*Description of the task*
Find each line in the entries below that contains the word "balcony" and copy those lines.

*Given entries*
════════

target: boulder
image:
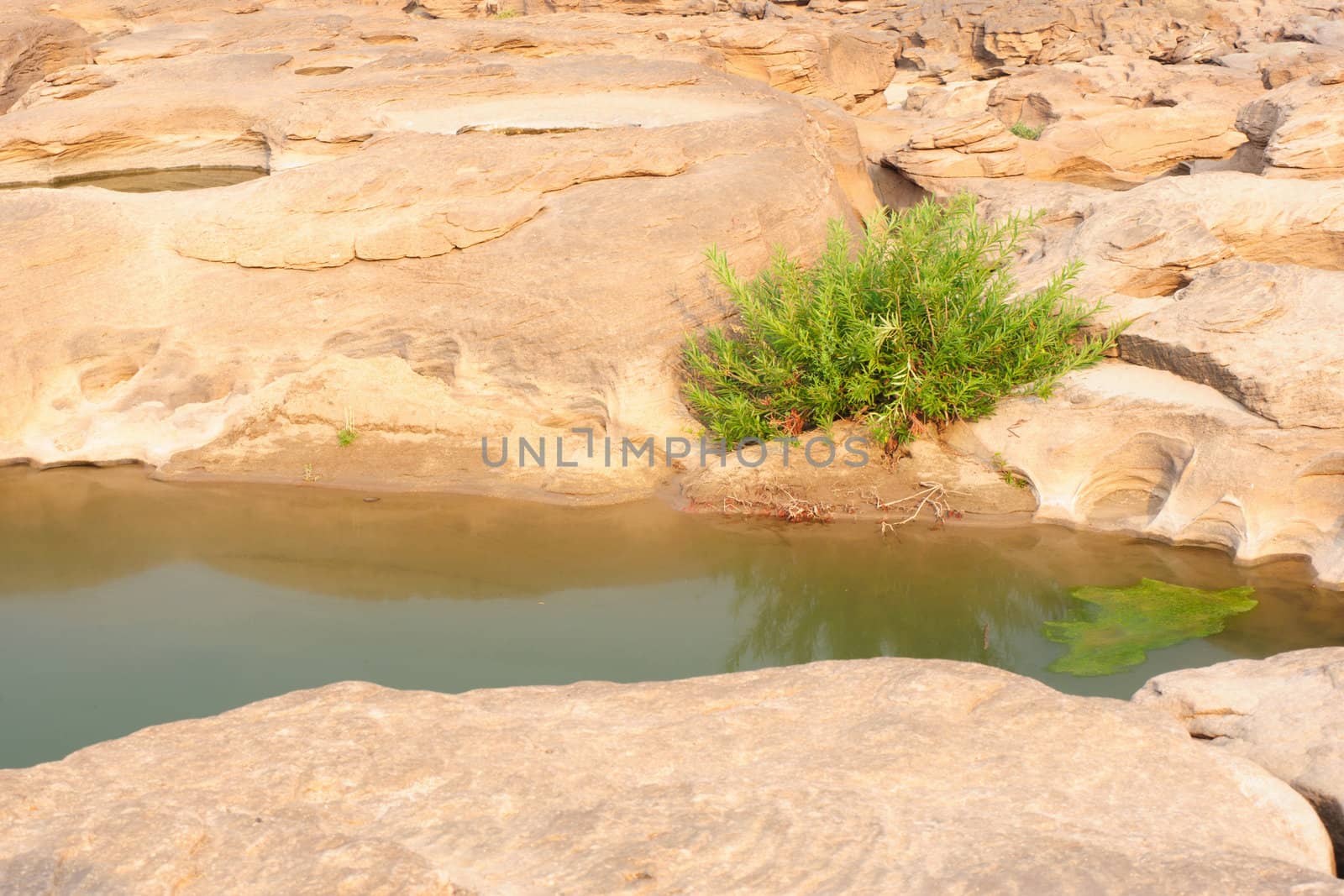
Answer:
[1236,74,1344,180]
[1134,647,1344,864]
[0,659,1344,894]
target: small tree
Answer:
[683,195,1121,448]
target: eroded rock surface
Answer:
[1134,647,1344,862]
[0,659,1344,894]
[0,0,1344,585]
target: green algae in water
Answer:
[1044,579,1257,676]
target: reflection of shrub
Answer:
[683,195,1118,448]
[1008,121,1044,139]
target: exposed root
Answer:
[872,482,961,535]
[723,485,835,522]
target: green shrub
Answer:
[683,195,1120,450]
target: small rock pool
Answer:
[0,468,1344,767]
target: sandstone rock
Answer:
[948,363,1344,587]
[0,9,92,113]
[0,38,874,500]
[0,659,1344,893]
[1236,76,1344,179]
[885,113,1026,180]
[1120,262,1344,432]
[1033,107,1245,188]
[1134,647,1344,862]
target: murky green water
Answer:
[0,168,266,193]
[0,469,1344,767]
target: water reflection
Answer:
[0,469,1344,767]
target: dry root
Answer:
[723,485,835,522]
[872,482,961,533]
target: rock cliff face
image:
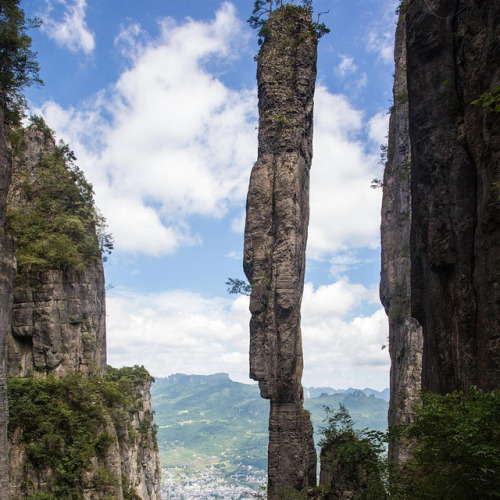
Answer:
[380,9,423,462]
[406,0,500,393]
[0,106,15,500]
[8,127,106,376]
[244,5,317,498]
[5,123,161,500]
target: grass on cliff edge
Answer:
[8,366,154,500]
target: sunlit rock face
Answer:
[4,123,161,500]
[0,106,15,500]
[380,4,423,462]
[406,0,500,393]
[9,127,106,376]
[244,5,317,498]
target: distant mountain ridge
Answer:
[304,387,390,401]
[151,373,388,473]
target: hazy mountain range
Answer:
[151,373,389,473]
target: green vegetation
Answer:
[0,0,42,123]
[8,366,152,500]
[247,0,330,45]
[471,86,500,113]
[7,117,113,280]
[319,388,500,500]
[226,278,252,296]
[320,404,386,500]
[391,388,500,500]
[151,373,387,474]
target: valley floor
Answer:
[161,464,267,500]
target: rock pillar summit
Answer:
[243,5,317,498]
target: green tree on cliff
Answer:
[0,0,43,122]
[248,0,330,41]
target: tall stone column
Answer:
[0,105,15,500]
[380,4,423,463]
[244,5,317,498]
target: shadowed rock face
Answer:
[0,106,15,500]
[8,127,106,376]
[380,5,423,462]
[4,124,161,500]
[243,5,317,498]
[406,0,500,393]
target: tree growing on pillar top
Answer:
[247,0,330,45]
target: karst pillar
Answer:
[244,5,317,499]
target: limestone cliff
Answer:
[406,0,500,393]
[380,7,423,462]
[6,119,160,500]
[0,106,15,500]
[8,126,106,376]
[243,5,317,498]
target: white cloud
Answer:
[107,279,389,389]
[366,0,400,64]
[36,3,381,259]
[366,30,394,64]
[36,3,257,255]
[335,55,358,78]
[42,0,95,54]
[307,85,381,259]
[107,290,254,382]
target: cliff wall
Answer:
[8,126,106,376]
[4,119,161,500]
[406,0,500,393]
[0,106,15,500]
[243,5,317,498]
[380,8,423,462]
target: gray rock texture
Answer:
[243,5,317,498]
[380,5,423,462]
[0,106,15,500]
[406,0,500,393]
[4,123,161,500]
[8,127,106,376]
[9,268,106,376]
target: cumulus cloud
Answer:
[366,0,399,64]
[368,111,389,144]
[36,3,380,259]
[335,55,358,78]
[36,3,257,255]
[107,279,389,389]
[307,85,381,259]
[42,0,95,54]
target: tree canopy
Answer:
[0,0,43,122]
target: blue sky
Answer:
[21,0,398,389]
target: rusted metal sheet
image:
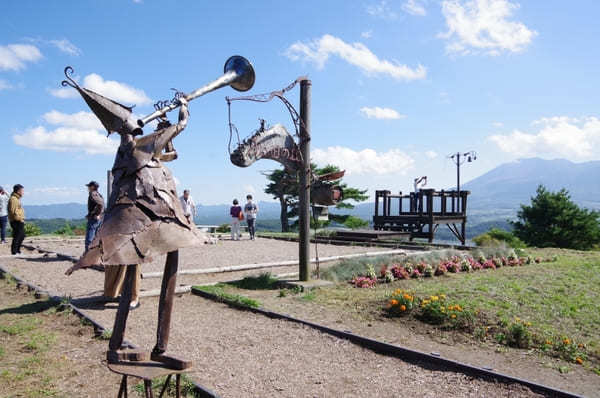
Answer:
[230,124,302,172]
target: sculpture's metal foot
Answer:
[150,350,192,370]
[106,350,148,363]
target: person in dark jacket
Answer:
[85,181,104,251]
[8,184,25,256]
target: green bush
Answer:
[473,228,526,248]
[512,185,600,250]
[506,321,532,348]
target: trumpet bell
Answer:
[223,55,256,91]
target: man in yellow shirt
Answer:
[8,184,25,256]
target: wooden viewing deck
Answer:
[373,189,471,245]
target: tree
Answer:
[264,164,369,232]
[263,169,298,232]
[511,185,600,250]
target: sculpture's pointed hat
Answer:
[61,66,141,134]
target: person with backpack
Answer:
[8,184,25,256]
[229,199,244,240]
[0,187,9,244]
[244,195,258,240]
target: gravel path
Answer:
[0,238,394,297]
[77,295,539,398]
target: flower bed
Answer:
[350,255,557,288]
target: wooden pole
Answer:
[298,79,312,281]
[106,170,113,199]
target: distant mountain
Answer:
[25,158,600,236]
[24,202,279,224]
[462,158,600,212]
[23,203,87,220]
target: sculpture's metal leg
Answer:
[117,375,127,398]
[144,380,154,398]
[150,250,192,370]
[106,264,148,363]
[108,265,135,351]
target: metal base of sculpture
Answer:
[108,361,189,398]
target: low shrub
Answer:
[387,289,415,316]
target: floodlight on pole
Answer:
[448,151,477,213]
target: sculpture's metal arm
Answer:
[154,98,190,161]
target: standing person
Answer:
[229,199,244,240]
[179,189,196,224]
[244,195,258,240]
[85,181,104,251]
[8,184,25,256]
[0,187,8,243]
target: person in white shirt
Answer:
[179,189,196,223]
[244,195,258,240]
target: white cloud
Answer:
[425,151,438,159]
[489,116,600,161]
[402,0,427,17]
[360,106,406,119]
[285,35,427,81]
[0,79,13,91]
[50,73,152,105]
[43,110,104,130]
[439,0,537,55]
[366,0,398,19]
[13,110,119,155]
[0,44,42,71]
[13,126,119,155]
[311,146,414,175]
[49,39,81,56]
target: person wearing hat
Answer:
[8,184,25,256]
[85,181,104,251]
[0,187,8,243]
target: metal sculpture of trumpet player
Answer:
[62,56,255,370]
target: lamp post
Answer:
[448,151,477,213]
[298,79,312,281]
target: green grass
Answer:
[314,249,600,364]
[192,284,261,308]
[0,318,42,336]
[98,329,112,340]
[134,374,201,397]
[229,272,279,290]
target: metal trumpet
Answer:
[137,55,256,127]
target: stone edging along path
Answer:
[0,265,220,398]
[191,287,584,398]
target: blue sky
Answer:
[0,0,600,204]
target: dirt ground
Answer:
[78,294,538,398]
[0,280,132,398]
[235,289,600,397]
[0,239,587,397]
[0,238,396,298]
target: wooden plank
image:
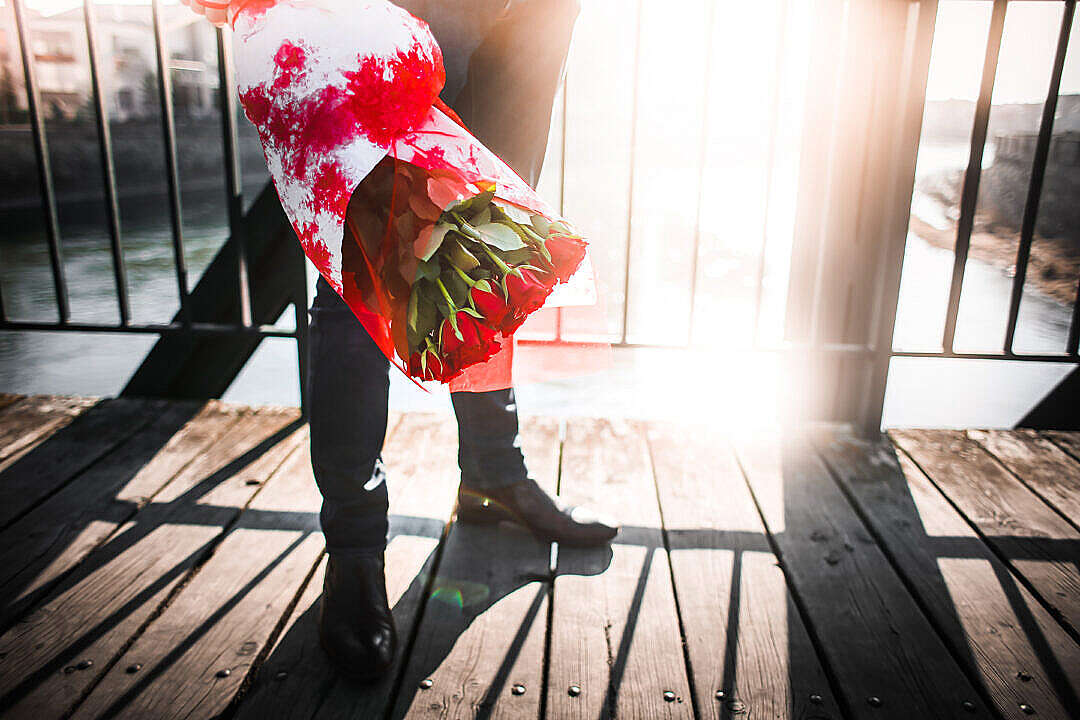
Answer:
[0,408,299,717]
[237,413,457,720]
[1039,430,1080,468]
[72,429,323,720]
[0,402,239,627]
[648,423,839,718]
[393,420,558,719]
[0,398,165,527]
[227,555,335,720]
[546,420,693,718]
[815,436,1080,720]
[735,437,985,720]
[890,430,1080,638]
[0,395,97,470]
[968,430,1080,527]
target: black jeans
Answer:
[307,0,578,554]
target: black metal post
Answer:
[1004,0,1076,353]
[859,0,937,436]
[13,0,71,323]
[217,27,253,327]
[82,0,132,325]
[150,0,193,325]
[942,0,1008,352]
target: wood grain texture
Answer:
[1039,430,1080,460]
[391,420,558,719]
[890,430,1080,638]
[0,395,97,470]
[546,420,693,718]
[0,402,239,627]
[968,430,1080,527]
[72,429,323,720]
[0,398,166,527]
[648,422,839,718]
[737,431,986,720]
[278,413,458,719]
[0,409,298,718]
[815,435,1080,720]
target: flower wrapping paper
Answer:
[229,0,597,391]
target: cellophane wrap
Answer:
[230,0,603,392]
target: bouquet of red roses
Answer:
[217,0,595,390]
[346,158,585,382]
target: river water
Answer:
[0,180,1069,426]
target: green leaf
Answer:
[413,222,453,260]
[492,203,531,225]
[416,255,443,282]
[532,215,551,237]
[443,267,469,308]
[469,205,491,226]
[446,187,495,215]
[476,222,525,252]
[443,236,480,272]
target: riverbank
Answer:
[909,215,1080,305]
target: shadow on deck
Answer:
[0,396,1080,720]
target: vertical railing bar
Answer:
[150,0,192,327]
[620,0,643,343]
[686,0,719,345]
[555,71,570,341]
[82,0,132,325]
[942,0,1008,353]
[751,0,788,349]
[859,0,937,436]
[807,0,858,347]
[1004,0,1076,354]
[1065,274,1080,355]
[216,27,255,327]
[13,0,71,323]
[293,248,309,420]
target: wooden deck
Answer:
[0,396,1080,720]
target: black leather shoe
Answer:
[458,478,619,547]
[319,554,397,682]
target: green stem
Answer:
[450,263,476,287]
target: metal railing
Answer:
[0,0,1080,432]
[862,0,1080,430]
[0,0,308,408]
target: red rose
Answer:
[544,234,586,283]
[469,286,510,327]
[499,270,555,335]
[440,310,499,380]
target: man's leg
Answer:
[307,279,397,680]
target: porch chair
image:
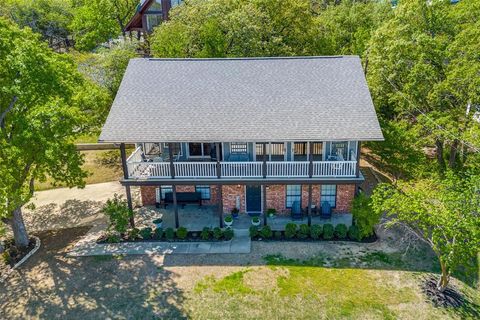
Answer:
[292,201,303,220]
[320,201,332,219]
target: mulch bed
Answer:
[422,276,466,308]
[2,238,36,268]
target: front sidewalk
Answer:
[67,224,251,257]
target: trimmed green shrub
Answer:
[213,227,223,240]
[127,228,140,240]
[335,223,348,239]
[223,228,233,240]
[260,226,273,239]
[297,224,310,239]
[310,224,323,240]
[248,226,258,238]
[140,227,153,240]
[176,227,188,239]
[323,223,335,240]
[285,223,297,239]
[348,225,361,241]
[153,228,163,240]
[200,227,212,240]
[165,228,175,240]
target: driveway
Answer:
[24,182,125,231]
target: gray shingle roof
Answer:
[99,56,383,143]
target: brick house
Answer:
[99,56,383,228]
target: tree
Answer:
[0,18,96,247]
[372,173,480,291]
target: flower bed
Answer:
[250,223,377,243]
[97,227,234,243]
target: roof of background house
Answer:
[99,56,383,143]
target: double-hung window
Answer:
[195,185,210,200]
[321,184,337,208]
[285,184,302,208]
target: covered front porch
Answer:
[136,205,352,231]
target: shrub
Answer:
[352,193,382,240]
[102,194,133,233]
[176,227,188,239]
[297,224,310,239]
[323,223,334,240]
[200,227,212,240]
[223,228,233,240]
[348,225,361,241]
[213,227,223,240]
[248,226,258,238]
[310,224,323,240]
[260,226,273,239]
[140,227,152,240]
[153,228,163,240]
[335,223,348,239]
[127,228,140,241]
[285,223,297,239]
[165,228,175,240]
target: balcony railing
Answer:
[127,149,357,179]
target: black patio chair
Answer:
[320,201,332,219]
[291,201,303,220]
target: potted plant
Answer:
[152,218,163,229]
[267,208,277,218]
[223,214,233,227]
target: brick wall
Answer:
[333,184,355,213]
[267,184,286,214]
[222,184,245,212]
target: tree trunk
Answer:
[448,139,459,168]
[10,207,29,248]
[437,260,450,292]
[435,139,445,172]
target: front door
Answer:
[245,186,262,213]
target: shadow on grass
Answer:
[0,227,186,319]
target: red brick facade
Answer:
[140,184,355,214]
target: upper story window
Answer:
[230,142,247,154]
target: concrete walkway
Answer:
[67,224,251,257]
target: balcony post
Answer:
[172,185,180,228]
[168,142,175,179]
[120,143,135,228]
[262,142,267,179]
[215,142,222,179]
[355,141,362,178]
[217,184,223,228]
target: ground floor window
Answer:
[321,184,337,208]
[195,185,210,200]
[285,184,302,208]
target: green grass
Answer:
[186,252,480,319]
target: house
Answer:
[125,0,183,35]
[99,56,383,228]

════════

*Response to the exercise*
target: balcony railing
target: balcony post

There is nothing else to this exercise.